** start **
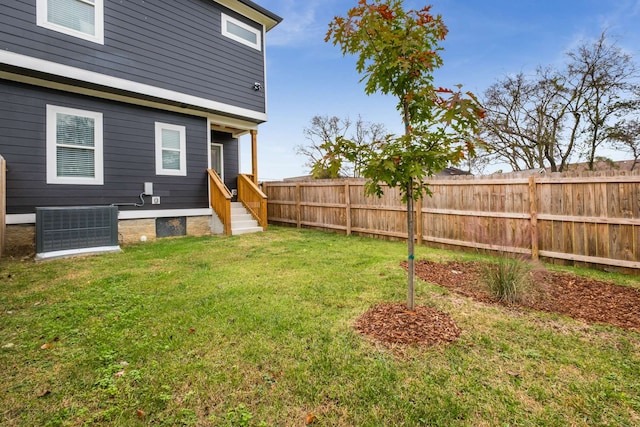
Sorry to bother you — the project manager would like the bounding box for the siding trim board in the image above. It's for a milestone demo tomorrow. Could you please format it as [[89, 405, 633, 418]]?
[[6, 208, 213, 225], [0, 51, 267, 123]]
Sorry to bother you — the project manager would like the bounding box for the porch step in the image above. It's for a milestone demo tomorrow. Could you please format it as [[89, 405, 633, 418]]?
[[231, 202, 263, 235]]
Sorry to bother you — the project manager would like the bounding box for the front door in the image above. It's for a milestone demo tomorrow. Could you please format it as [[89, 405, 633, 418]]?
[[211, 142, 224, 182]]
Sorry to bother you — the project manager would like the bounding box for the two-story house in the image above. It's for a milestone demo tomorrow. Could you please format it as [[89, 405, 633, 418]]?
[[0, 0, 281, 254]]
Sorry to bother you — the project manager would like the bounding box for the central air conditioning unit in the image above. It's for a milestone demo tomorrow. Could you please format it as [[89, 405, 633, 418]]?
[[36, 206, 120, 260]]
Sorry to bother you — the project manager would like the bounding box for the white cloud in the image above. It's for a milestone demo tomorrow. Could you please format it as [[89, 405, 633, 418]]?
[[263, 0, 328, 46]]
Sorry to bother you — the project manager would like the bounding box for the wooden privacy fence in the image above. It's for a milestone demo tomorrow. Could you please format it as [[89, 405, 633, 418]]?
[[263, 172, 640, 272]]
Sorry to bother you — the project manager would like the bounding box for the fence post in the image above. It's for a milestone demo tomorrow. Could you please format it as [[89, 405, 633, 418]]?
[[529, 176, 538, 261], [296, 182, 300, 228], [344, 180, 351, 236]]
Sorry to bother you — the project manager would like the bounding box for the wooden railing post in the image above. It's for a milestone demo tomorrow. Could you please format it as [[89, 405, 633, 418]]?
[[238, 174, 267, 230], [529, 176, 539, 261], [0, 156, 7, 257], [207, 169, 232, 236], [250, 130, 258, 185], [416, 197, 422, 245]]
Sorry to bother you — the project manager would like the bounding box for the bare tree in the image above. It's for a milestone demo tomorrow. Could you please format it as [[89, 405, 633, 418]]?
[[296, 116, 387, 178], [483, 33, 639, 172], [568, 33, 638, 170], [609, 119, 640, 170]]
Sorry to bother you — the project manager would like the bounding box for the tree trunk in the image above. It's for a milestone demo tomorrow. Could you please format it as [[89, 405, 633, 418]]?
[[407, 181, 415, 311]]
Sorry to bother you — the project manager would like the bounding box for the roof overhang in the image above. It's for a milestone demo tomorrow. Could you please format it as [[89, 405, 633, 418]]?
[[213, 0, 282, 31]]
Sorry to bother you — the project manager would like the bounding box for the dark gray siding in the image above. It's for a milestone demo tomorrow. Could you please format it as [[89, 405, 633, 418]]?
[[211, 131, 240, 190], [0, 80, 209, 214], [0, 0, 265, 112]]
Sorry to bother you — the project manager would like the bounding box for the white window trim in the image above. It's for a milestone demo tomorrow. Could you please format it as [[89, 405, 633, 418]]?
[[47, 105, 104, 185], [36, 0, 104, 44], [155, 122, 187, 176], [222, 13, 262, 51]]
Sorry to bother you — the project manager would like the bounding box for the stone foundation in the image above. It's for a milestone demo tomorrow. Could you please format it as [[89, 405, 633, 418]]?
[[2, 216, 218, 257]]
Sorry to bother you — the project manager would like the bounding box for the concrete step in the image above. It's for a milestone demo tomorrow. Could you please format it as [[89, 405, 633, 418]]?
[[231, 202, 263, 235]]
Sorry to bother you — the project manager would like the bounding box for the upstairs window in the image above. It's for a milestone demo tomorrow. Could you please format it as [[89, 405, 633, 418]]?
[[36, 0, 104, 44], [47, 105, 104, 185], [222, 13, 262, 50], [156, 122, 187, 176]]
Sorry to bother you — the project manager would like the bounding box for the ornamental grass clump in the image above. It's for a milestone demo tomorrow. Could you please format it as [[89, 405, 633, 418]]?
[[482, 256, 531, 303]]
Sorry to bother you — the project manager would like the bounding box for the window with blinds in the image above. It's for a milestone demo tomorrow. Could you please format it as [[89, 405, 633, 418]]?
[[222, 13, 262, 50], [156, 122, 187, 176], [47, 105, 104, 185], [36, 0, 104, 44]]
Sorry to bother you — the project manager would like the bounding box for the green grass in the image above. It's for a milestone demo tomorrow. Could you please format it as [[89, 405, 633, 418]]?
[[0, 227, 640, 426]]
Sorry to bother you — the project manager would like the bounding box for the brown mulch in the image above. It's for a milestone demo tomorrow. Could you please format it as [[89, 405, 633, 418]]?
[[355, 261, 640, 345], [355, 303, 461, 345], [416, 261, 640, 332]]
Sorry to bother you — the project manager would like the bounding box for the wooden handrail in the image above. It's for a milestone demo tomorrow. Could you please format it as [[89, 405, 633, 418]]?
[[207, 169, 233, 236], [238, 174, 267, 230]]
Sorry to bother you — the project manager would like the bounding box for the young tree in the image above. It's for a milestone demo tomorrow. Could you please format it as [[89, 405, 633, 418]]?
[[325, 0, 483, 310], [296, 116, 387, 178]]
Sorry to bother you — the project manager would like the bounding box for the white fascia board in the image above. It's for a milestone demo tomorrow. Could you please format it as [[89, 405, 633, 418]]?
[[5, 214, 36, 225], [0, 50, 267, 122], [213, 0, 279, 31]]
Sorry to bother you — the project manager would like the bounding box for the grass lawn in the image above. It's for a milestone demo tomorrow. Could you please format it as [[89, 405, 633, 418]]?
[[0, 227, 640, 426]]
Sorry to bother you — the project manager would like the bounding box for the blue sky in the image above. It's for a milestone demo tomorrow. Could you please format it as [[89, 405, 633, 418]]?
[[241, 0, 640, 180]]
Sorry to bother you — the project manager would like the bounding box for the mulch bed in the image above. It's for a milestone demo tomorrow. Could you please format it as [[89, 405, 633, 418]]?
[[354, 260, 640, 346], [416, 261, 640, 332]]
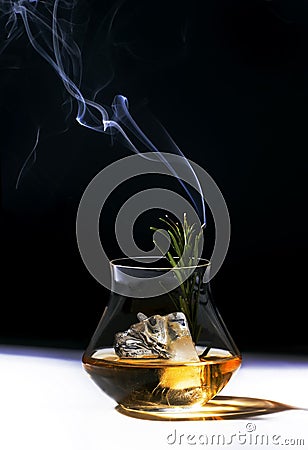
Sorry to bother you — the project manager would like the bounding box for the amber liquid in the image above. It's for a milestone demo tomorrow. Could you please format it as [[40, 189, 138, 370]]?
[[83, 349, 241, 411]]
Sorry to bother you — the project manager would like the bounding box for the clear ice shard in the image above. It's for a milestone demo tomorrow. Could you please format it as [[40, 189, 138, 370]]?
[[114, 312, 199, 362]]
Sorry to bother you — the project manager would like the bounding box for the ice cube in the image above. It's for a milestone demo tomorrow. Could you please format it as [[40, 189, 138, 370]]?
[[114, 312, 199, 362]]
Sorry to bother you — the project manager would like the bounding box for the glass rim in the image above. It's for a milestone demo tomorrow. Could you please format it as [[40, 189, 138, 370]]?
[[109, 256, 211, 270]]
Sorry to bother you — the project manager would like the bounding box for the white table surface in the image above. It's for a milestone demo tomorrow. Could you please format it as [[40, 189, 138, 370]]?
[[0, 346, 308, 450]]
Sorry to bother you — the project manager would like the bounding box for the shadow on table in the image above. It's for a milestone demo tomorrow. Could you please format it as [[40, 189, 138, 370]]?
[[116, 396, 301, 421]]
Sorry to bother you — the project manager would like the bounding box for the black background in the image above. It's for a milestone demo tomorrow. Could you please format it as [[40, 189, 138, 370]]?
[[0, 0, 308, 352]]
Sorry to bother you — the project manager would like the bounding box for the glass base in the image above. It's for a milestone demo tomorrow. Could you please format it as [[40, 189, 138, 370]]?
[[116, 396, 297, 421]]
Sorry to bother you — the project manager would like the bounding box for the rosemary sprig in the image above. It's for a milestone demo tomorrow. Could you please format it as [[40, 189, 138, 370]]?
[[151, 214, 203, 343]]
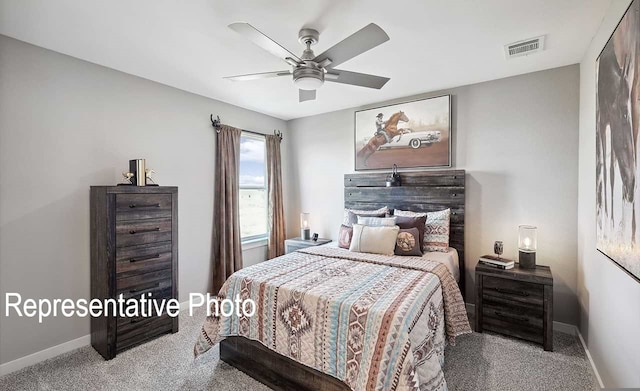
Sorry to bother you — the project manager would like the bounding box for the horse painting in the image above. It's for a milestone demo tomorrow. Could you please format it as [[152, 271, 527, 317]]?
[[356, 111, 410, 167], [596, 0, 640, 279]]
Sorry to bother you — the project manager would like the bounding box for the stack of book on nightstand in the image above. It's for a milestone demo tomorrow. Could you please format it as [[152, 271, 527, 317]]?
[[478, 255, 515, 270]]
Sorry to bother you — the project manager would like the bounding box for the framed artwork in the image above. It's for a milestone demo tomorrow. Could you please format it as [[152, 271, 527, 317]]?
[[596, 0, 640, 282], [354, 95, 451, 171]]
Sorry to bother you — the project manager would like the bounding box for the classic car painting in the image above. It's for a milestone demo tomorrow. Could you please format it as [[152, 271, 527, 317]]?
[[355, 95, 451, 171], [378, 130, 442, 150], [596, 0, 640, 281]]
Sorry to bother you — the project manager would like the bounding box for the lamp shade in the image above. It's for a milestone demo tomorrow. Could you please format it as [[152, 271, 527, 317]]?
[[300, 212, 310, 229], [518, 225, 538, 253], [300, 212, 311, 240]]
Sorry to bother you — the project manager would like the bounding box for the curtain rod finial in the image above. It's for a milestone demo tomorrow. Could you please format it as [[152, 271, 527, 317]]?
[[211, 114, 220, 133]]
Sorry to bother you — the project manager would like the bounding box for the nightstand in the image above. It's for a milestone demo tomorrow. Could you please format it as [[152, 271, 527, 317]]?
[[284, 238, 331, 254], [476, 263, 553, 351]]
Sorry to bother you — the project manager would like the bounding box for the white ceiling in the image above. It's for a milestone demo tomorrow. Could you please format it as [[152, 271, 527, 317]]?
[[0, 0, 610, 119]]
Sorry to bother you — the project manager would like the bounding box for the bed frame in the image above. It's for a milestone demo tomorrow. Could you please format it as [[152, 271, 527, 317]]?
** end **
### Exercise task
Could you give the data again from its start up to and including the line with "[[211, 142, 224, 182]]", replacing "project manager" with "team lead" and changing nothing else? Leave the pictures out of your answer.

### The output
Sorry to bother you — the team lead would like the bounding box for the siding trim board in the image above. It's for a milestone demo tomorrow. Could you please format it as [[89, 405, 633, 418]]?
[[6, 208, 213, 225], [0, 51, 267, 123]]
Sorry to bother you — the team lead would like the bounding box for the porch step in the image above. It's for a milestone demo tomorrow. Could you please format it as [[89, 405, 633, 418]]?
[[231, 202, 263, 235]]
Sorry to bother you — the team lead would like the bounding box for the front door in the image above. It's for a milestone demo tomorrow. Could you please format it as [[89, 405, 633, 418]]?
[[211, 142, 224, 182]]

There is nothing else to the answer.